## PROMPT
Give only the number of lines in the records below that contain the string "cyclist".

Records of labeled boxes
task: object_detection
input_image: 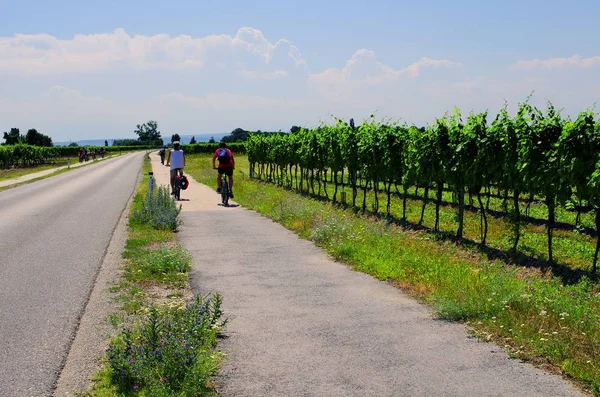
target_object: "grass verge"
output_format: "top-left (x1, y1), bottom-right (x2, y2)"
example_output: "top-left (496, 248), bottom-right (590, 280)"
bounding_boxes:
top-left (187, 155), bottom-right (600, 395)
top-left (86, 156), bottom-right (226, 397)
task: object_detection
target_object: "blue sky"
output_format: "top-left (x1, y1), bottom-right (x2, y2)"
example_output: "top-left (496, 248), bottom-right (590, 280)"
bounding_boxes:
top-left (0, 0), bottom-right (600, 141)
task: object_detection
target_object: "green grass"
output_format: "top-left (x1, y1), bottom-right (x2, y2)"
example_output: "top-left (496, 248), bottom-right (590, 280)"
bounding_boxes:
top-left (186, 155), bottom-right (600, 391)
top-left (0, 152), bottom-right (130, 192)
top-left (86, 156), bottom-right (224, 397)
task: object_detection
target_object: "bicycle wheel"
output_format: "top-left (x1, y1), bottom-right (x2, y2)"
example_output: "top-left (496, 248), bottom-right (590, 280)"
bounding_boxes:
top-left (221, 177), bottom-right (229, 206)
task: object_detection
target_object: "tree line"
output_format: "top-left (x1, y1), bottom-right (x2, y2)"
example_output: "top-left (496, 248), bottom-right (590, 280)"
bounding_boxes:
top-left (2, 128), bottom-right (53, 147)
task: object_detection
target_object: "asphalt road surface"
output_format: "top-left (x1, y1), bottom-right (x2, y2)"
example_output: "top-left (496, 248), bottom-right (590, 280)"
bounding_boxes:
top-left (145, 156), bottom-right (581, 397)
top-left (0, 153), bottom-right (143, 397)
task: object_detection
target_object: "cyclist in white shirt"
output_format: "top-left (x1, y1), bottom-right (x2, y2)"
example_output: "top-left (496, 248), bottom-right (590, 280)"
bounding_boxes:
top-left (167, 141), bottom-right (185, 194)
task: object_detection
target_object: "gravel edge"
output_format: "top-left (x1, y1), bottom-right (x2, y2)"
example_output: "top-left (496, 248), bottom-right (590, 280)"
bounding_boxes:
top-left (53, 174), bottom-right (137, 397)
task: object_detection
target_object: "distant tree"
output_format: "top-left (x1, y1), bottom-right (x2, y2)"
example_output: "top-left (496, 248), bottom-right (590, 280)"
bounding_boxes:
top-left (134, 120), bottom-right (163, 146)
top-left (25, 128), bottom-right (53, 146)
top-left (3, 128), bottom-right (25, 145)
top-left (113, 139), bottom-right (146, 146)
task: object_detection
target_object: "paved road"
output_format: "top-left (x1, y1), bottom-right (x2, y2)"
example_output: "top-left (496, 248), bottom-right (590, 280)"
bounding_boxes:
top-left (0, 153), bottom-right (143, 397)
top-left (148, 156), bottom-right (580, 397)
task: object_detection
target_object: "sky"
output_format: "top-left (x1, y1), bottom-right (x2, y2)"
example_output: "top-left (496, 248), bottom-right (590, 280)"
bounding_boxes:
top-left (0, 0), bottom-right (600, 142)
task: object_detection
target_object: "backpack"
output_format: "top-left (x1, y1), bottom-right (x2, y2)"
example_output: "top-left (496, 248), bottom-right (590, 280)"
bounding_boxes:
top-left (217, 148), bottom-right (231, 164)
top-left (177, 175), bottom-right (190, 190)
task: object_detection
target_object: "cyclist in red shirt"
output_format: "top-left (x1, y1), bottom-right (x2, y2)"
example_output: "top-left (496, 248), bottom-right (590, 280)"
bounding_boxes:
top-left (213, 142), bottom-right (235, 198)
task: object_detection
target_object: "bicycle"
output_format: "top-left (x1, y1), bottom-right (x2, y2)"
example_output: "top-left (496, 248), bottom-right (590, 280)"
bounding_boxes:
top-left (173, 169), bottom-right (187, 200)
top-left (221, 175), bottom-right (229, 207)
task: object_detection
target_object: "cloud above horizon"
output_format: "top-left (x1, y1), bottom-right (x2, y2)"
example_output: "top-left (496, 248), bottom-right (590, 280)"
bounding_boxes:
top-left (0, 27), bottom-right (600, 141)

## WORKED SOLUTION
2